> **Requirements**
Set the listing down again in full, word for word, with the pictures left out.

——

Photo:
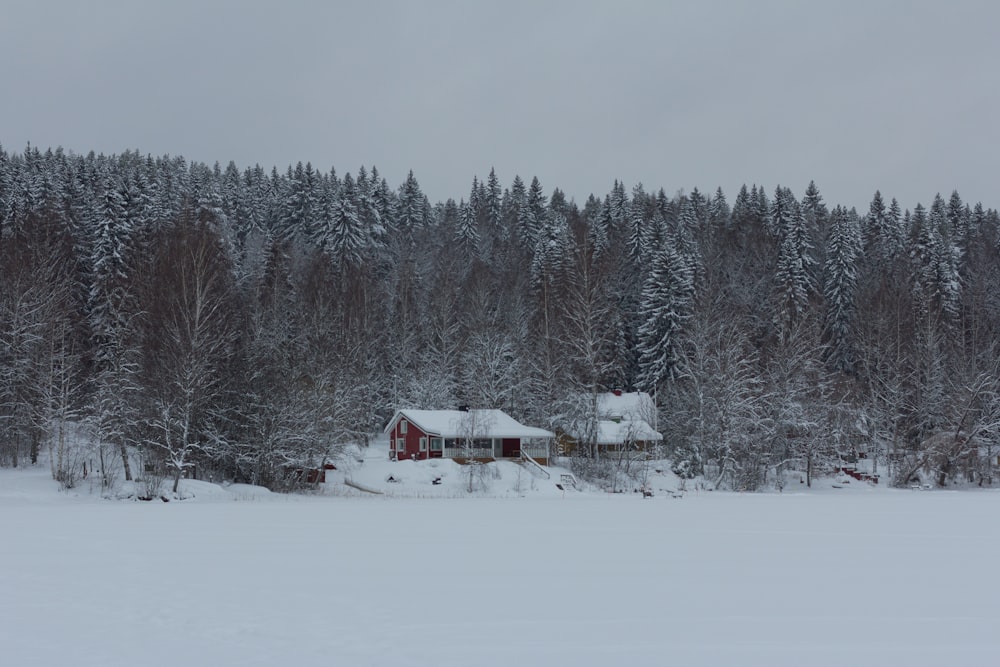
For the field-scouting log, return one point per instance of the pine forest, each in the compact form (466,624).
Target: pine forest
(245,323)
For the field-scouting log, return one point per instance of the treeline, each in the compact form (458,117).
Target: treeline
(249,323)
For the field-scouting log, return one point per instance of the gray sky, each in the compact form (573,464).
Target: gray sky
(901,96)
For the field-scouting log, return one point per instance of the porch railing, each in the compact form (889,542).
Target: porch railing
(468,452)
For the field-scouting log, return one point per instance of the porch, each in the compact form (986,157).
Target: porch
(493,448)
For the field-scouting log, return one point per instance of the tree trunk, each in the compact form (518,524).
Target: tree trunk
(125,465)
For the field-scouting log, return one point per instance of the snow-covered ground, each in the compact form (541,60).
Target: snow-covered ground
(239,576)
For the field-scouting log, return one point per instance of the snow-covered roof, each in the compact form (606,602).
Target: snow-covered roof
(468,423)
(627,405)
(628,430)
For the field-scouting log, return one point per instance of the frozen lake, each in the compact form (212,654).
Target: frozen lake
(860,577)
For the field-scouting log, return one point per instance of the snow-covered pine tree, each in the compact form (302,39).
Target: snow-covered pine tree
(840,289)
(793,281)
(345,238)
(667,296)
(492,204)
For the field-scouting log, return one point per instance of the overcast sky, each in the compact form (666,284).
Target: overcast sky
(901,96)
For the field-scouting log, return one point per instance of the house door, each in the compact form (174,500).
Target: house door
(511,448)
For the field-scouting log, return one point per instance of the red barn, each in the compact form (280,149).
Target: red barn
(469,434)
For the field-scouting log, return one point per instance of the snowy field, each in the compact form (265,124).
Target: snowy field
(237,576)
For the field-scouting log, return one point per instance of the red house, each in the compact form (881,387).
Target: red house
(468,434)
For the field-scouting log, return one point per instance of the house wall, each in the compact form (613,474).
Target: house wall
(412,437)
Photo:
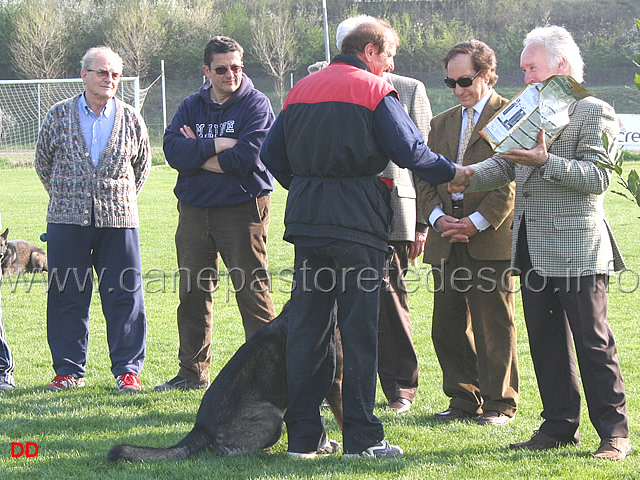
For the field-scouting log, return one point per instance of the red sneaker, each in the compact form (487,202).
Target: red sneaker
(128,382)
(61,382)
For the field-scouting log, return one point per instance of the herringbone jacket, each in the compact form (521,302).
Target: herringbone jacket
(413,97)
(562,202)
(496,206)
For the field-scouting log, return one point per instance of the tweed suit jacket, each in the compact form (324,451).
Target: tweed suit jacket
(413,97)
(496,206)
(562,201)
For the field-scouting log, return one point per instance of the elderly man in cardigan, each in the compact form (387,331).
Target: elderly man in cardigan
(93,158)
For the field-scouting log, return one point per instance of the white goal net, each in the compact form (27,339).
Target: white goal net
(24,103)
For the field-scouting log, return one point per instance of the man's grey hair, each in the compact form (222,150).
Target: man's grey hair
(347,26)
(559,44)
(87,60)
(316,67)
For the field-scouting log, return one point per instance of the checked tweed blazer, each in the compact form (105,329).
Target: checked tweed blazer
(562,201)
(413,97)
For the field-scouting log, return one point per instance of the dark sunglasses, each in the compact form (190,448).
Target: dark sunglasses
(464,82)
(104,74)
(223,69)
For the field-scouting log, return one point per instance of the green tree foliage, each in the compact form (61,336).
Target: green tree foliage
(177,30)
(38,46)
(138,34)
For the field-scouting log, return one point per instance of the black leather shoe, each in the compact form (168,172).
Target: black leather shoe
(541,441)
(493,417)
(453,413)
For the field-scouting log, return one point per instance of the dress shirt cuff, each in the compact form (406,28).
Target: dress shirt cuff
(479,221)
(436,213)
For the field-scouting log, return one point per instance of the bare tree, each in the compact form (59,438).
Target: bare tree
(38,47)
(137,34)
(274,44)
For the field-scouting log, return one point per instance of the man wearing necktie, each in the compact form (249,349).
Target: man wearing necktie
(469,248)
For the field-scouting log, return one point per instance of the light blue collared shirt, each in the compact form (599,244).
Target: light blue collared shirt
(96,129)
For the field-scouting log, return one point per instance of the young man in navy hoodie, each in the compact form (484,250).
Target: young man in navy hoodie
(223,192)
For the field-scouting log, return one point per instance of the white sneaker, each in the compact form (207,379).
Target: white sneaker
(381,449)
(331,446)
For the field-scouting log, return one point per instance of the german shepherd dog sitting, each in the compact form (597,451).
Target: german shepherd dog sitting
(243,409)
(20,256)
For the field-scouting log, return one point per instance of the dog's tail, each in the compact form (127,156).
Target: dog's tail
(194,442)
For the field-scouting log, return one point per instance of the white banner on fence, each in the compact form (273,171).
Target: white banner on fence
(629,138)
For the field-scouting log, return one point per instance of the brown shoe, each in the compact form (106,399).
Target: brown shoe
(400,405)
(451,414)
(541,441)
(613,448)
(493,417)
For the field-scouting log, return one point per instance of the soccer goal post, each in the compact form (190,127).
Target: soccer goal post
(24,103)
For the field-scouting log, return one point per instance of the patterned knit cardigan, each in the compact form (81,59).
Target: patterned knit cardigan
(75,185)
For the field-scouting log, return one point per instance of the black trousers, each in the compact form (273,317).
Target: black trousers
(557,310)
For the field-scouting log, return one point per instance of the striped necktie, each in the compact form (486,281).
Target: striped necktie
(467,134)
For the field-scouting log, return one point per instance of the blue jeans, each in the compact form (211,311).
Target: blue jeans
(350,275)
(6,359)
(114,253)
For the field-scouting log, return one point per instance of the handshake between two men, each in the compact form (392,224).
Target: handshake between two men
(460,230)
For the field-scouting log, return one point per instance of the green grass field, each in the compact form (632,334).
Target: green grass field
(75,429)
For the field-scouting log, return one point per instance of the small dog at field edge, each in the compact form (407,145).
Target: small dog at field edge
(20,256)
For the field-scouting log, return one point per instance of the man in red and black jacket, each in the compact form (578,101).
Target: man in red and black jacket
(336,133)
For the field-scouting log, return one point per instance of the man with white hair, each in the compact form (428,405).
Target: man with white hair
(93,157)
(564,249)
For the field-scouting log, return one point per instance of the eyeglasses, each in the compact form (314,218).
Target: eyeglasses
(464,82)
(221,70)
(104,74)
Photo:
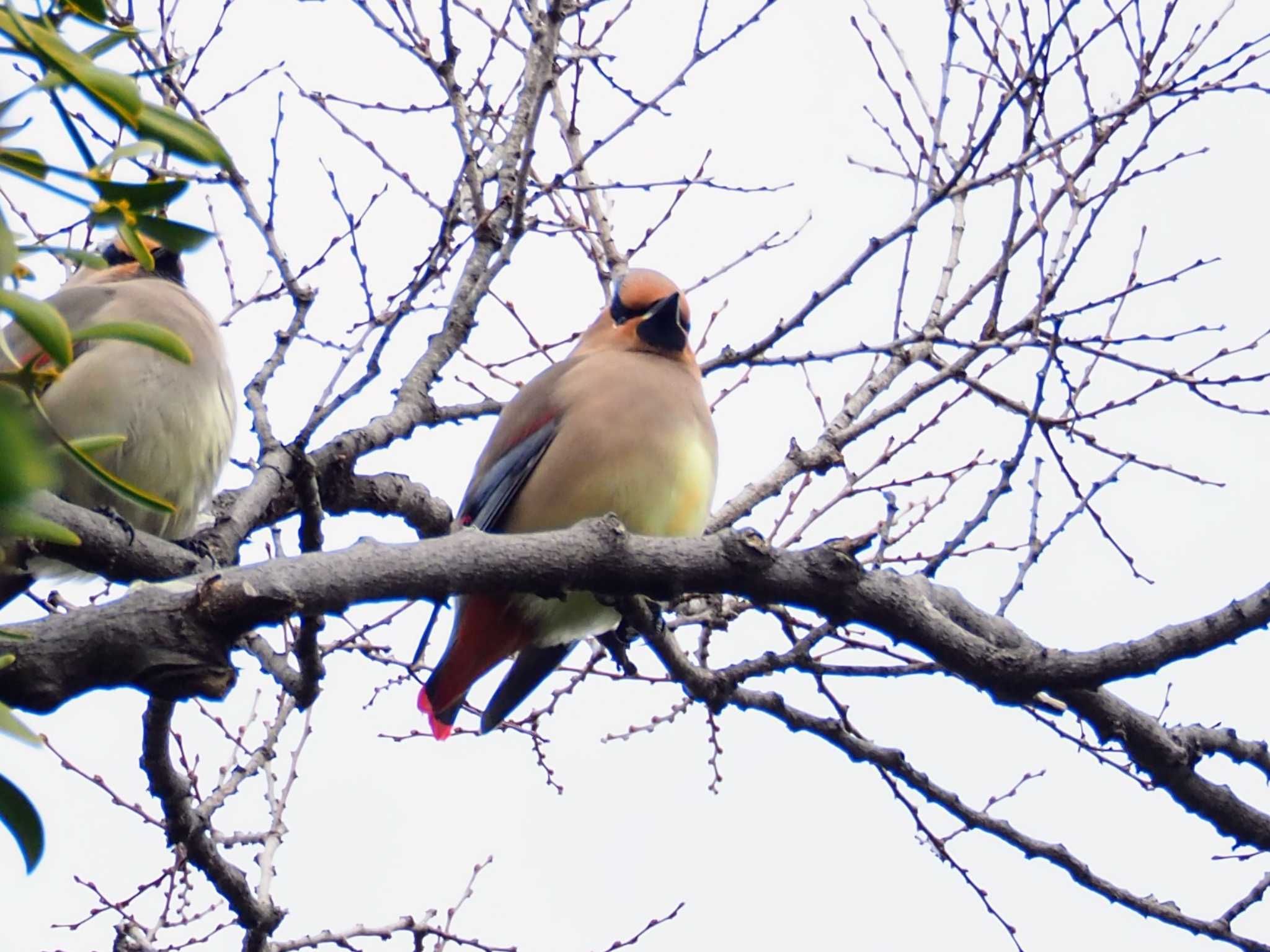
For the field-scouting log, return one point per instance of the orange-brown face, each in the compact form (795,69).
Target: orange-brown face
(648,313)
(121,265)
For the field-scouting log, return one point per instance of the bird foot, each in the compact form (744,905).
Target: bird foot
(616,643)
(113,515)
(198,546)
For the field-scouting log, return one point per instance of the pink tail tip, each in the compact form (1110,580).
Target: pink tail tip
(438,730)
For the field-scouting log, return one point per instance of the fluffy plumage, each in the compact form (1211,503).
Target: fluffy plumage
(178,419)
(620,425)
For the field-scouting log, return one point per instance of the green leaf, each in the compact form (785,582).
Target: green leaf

——

> **Right answer**
Photo:
For the field-scouting log, return one point per instance of the pine forest, each in the compact form (466,624).
Target: pine forest
(245,323)
For the field-scouting log, return one point per instance of the treeline, each in the compact form (458,117).
Target: treeline
(249,323)
For the field-scouting log, return one point per instance of the gray sky, each in the compact form (573,464).
Target: gray sky
(901,96)
For the field-scouting log, return one point per instance of the porch railing, each in the compact form (889,542).
Target: porch railing
(468,452)
For the field-scouting log, return one point per instance of the porch, each in the compact form (986,157).
Target: porch
(493,448)
For the field-scouting log, return one point per instance of the tree trunk, each in the compact form (518,524).
Target: tree trunk
(125,465)
For the field-scouting log, return one point per instance of the snow-covered ground, each in the compact form (541,60).
Target: snow-covered ground
(239,576)
For the field-scouting log, return one point per instance of the snow-covered roof, each in the compact form (606,602).
Target: snow-covered roof
(468,423)
(627,405)
(628,430)
For the field-scouting log, return one point per instance of the frozen lake, each in the compact form (212,654).
Target: frozen lake
(860,577)
For the field-scouting log, return one point per instance of the snow-covered pine tree, each in the compact form (302,39).
Target: snow-covered pine tree
(840,289)
(793,281)
(345,238)
(667,296)
(492,204)
For the field-scouting log, return one point per instance of the overcast sky, each in the compact form (666,284).
Target: overcast sky
(901,96)
For the field-scouting log, return one point per instance of the house door, each in the compact form (174,500).
Target: house door
(511,448)
For the field-scouting log, return one point per instance of the red barn, each in the compact form (280,149).
Target: red barn
(469,434)
For the field-scouting log, return one point per instance of the snowy field, each in the compact form (265,124).
Target: snowy field
(237,576)
For the field-scouting log, return one point per instance of the red house, each in the compact form (881,387).
Target: red house
(468,434)
For the field-scouting log, return one point per instance of the house wall, each in the compact form (613,474).
Target: house wall
(412,437)
Photo:
For the field-scouting log, return one point per instance of the red sneaker, each in the compact form (487,202).
Target: red sneaker
(128,382)
(61,382)
For the field-scouting log, return one point per instance of the herringbone jacket, each in the compact form (521,302).
Target: herringbone jacket
(413,97)
(562,202)
(496,206)
For the field-scouting log, return one point per instance of the tweed suit jacket, each in the compact form (324,451).
Target: tweed suit jacket
(413,97)
(496,206)
(562,201)
For the field-scouting log, return one point per instance of the elderly man in cardigan, each in the compact form (387,331).
Target: elderly man in cardigan
(93,158)
For the field-scouting log, return one point per instance of the white goal net, each in the compact form (27,339).
Target: white goal net
(24,103)
For the field-scouting log, return one point per instance of the man's grey hair, each in the compact form (222,150).
Target: man's grey hair
(347,26)
(559,44)
(87,60)
(316,67)
For the field-scouting log, return one point per instance of the checked tweed blazer, each in the compact form (105,329).
Target: checked tweed blazer
(562,201)
(413,97)
For the field-scouting log, return one point per instance of the dark sunglasses, each in the compact form (190,448).
Target: dark sunglasses
(464,82)
(104,74)
(223,69)
For the field-scouting log, return one point per instance of the green tree foliage, each in the compact form (61,336).
Target: green tree foliage
(177,30)
(38,46)
(138,34)
For the field-scouting log, return one point per instance of the black leather shoe, each in the compact form (168,172).
Target: black leather shoe
(541,441)
(493,417)
(453,413)
For the field-scouting log, return one point per instance of the dress shirt cuff, each in the compact form (406,28).
Target: dress shirt cuff
(479,221)
(436,213)
For the field-scouting log, return one point per instance of the bare tree, each in the compact form (59,438).
Target: bare tree
(38,47)
(137,34)
(274,44)
For the field-scouting log, return one point per instance of the man wearing necktie, each in the compact form (249,349).
Target: man wearing necktie
(469,248)
For the field-scouting log, return one point per instance of the light blue collared shirt, each in the compact form (599,244).
Target: light blue collared shirt
(96,129)
For the field-scouting log, return one point per instance of the young man in navy hoodie, each in the compact form (484,250).
Target: young man in navy hoodie
(223,192)
For the field-scouting log, return one point per instance of the white sneaker, each in the compact form (207,379).
Target: white sneaker
(381,449)
(331,446)
For the field-scouting log, return one point per instance of the german shepherd dog sitting, each in the compact form (597,451).
Target: german shepherd dog sitting
(243,409)
(20,256)
For the field-scouting log, return one point per instance of the dog's tail, each in the compact form (127,156).
Target: dog's tail
(194,442)
For the field-scouting log, return one point per instance of the white banner on fence, each in the compact form (273,171).
Target: white banner on fence
(629,138)
For the field-scouting log, return one point per instance of the brown shoe, each in the compact form (106,399).
Target: brown shoe
(400,405)
(451,414)
(541,441)
(613,448)
(493,417)
For the field-scouting log, return one point per instance of the soccer goal post, each in the compact form (190,127).
Target: soccer goal post
(24,103)
For the field-scouting log, return one point per instance of the patterned knit cardigan, each in the compact form (81,59).
Target: patterned knit cardigan
(75,185)
For the field-scouting log, return one point per instance of the black trousers, each in the compact form (273,317).
Target: black trousers
(557,310)
For the field-scouting log, return one point per instance of the striped necktie, each in the compact form (486,281).
Target: striped necktie
(467,134)
For the field-scouting log, return one point per instance of the blue jeans, each in the compact form (211,311).
Target: blue jeans
(350,275)
(6,359)
(114,253)
For the field-scouting log, return one point per instance of the handshake between two men, each in the compact form (392,224).
Target: handshake between two men
(460,230)
For the field-scouting log, return one point per instance of the green grass field, each in the compact form (632,334).
Target: green grass field
(75,429)
For the field-scouting log, return one point per instance of the small dog at field edge, each in the compact form (407,145).
Target: small dog at field edge
(20,256)
For the field-scouting log, return one point per instance of the man in red and black jacket, each in the compact form (578,101).
Target: man in red and black jacket
(336,133)
For the field-scouting log, return one point per instance of the man with white hair, each in the compact form (428,405).
Target: man with white hair
(93,157)
(564,249)
For the field-scouting log, return one point per instance of the eyeglasses, each in the compact form (314,218).
Target: eyeglasses
(464,82)
(221,70)
(104,74)
Photo:
For the field-scouting log, return one point per instance of the orange-brown face, each in the compact form (795,69).
Target: orange-brown face
(648,313)
(121,265)
For the field-scouting log, return one point per instance of the bird foot, each in the compact form (744,905).
Target: bird foot
(616,643)
(113,515)
(198,546)
For the field-scouting log, return one point per instance of the pink tail tip, each in the compact form (1110,580).
Target: pink tail tip
(438,730)
For the field-scouting log, return one point per instance of the fluffy plumage, each in the compact form (1211,503).
Target: fluffy plumage
(178,419)
(620,425)
For the field-scouting log, return one point per instance of the green leaf, each in the compact form (785,582).
Target: green leaf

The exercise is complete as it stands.